> [Your assignment]: The required output is the line containing "Could you please spot the guitar body" followed by every later line through the end of the data, all reproduced exactly.

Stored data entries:
- Opening Delimiter -

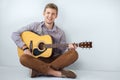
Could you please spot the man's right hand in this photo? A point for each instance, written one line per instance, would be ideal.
(27, 51)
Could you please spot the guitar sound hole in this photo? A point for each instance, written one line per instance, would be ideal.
(41, 46)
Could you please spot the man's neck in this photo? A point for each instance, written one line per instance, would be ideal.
(49, 26)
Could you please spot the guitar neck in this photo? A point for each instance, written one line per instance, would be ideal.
(57, 45)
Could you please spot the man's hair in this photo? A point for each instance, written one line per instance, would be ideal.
(51, 5)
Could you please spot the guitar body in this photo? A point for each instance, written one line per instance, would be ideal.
(41, 46)
(28, 36)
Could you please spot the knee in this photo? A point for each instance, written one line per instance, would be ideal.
(74, 54)
(23, 58)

- Closing Delimiter -

> [Task response]:
Could you please spot the guitar body in this photo? A point for each instance, written one line per instance, would be ideal.
(41, 46)
(28, 36)
Could you please spot the knee in this photo? A point for each instance, written one line per instance, would be ideal.
(74, 54)
(23, 58)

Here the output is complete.